═══ Texte de la page

Mélanges historiques/06/06

VI

FRANÇOIS POULIN DE FRANCHEVILLE OBTIENT PERMISSION D’EXPLOITER LES MINES DE FER.
1726-1730.

Le Père Charlevoix dit dans son Journal sous la date de 1721 : « On ne compte guère que sept ou huit cents personnes dans la ville des Trois-Rivières, mais elle a dans son voisinage de quoi enrichir une grande ville. Ce sont des mines de fer très abondantes qu’on fera valoir quand on voudra. »

Le 11 avril 1724 le roi fait écrire au gouverneur du Canada qu’il a examiné le mémoire de M. de Ressous sur l’établissement de forges au Canada ; il n’y objecte pas, mais ne supportera pas la dépense de l’expérimentation qu’il faut faire à cet égard. Le 25 avril 1726 on voit par le livre de Masères, Commissions, p. 215, qu’il y eut un procès-verbal d’arpentage pour délimiter les fiefs Saint-Maurice et Sainte-Marguerite.

══════

> **Objectif**
Dressez la liste de toutes les personnes désignées par leur nom dans le texte de la page.

═══ Section des données

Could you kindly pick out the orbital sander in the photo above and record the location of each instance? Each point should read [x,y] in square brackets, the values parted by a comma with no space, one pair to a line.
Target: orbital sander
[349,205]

══════

> **Corrigé**
- François Poulin de Francheville
- le Père Charlevoix
- M. de Ressous
- Masères